--- GIVEN ENTRIES Enclosed Below ---

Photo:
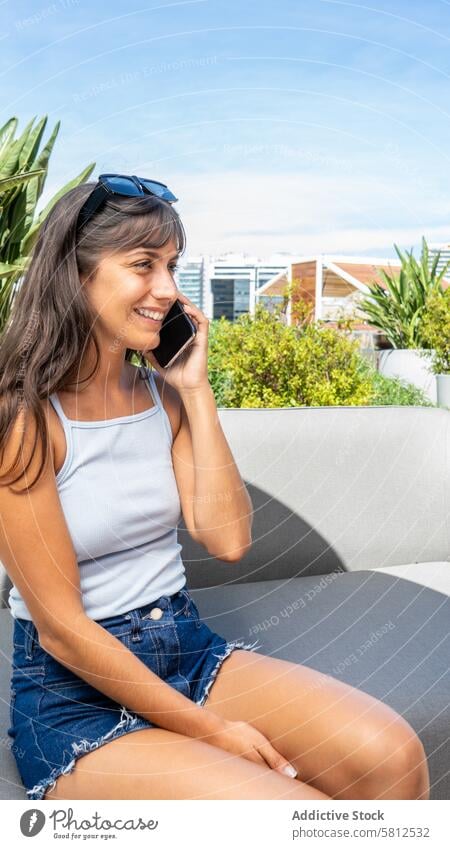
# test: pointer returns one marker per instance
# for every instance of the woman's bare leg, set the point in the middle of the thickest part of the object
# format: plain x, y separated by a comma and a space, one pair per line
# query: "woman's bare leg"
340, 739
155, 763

--- End of Enclosed GIVEN ENTRIES ---
--- GIVEN ENTRIES Enclosed Below ---

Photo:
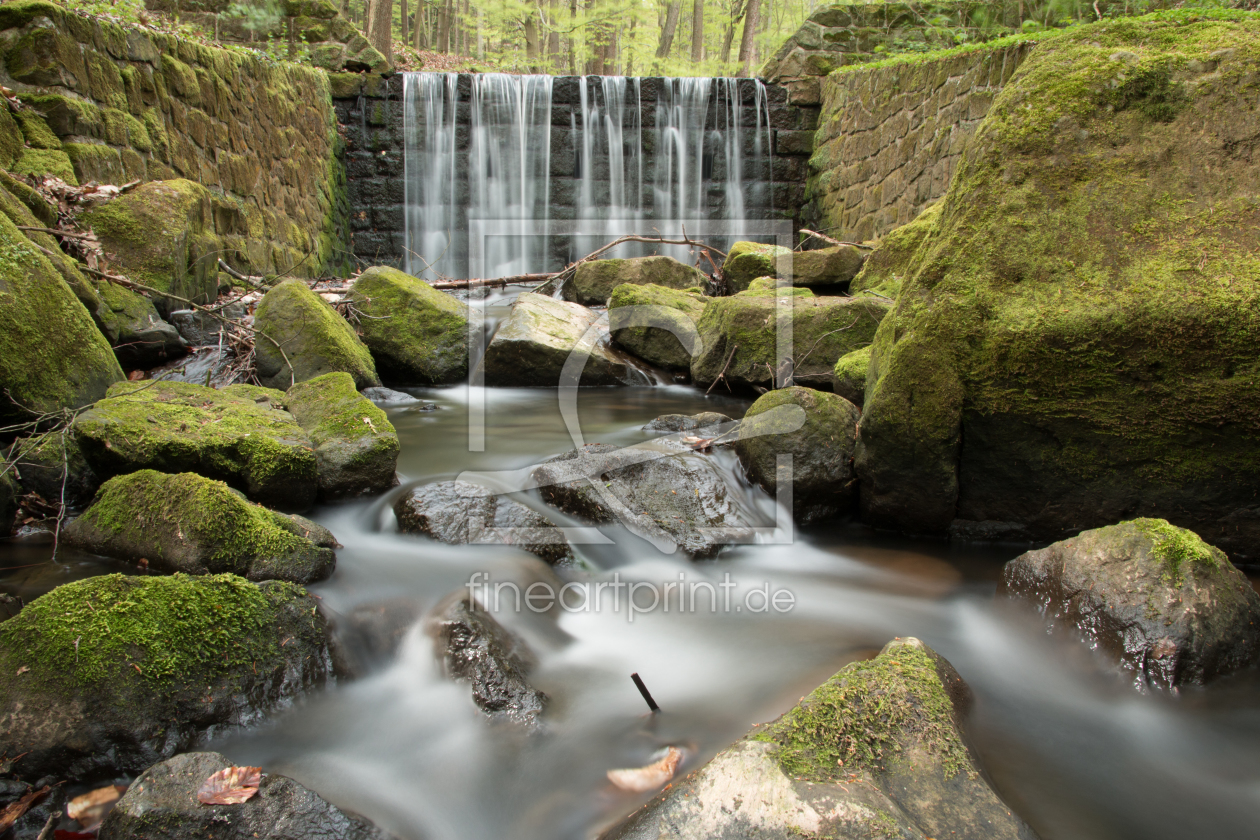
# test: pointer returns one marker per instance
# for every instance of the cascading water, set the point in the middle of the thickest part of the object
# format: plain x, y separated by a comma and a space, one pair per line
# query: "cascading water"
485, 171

--- End of Enclosed GIVEN ENTRIES ---
--- GIVEN ENTRIES Enclosed Below ---

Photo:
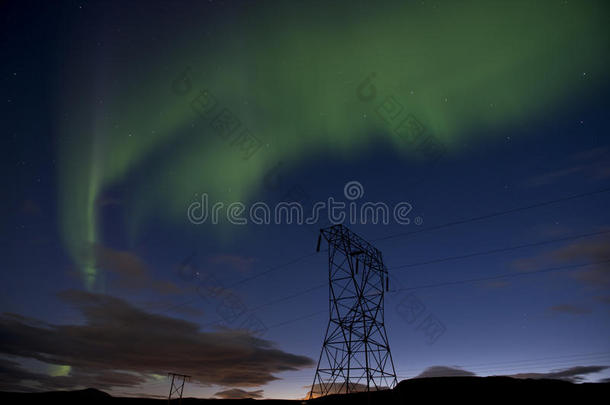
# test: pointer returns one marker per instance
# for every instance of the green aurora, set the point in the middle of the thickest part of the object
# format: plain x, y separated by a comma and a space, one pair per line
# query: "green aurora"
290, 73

--- End of Enclosed GIVEN ENTRIES ---

- [YOUR TASK]
Reply with nothing but the count of lines in the entries above that contain "every".

- [ANSWER TO THE EXERCISE]
3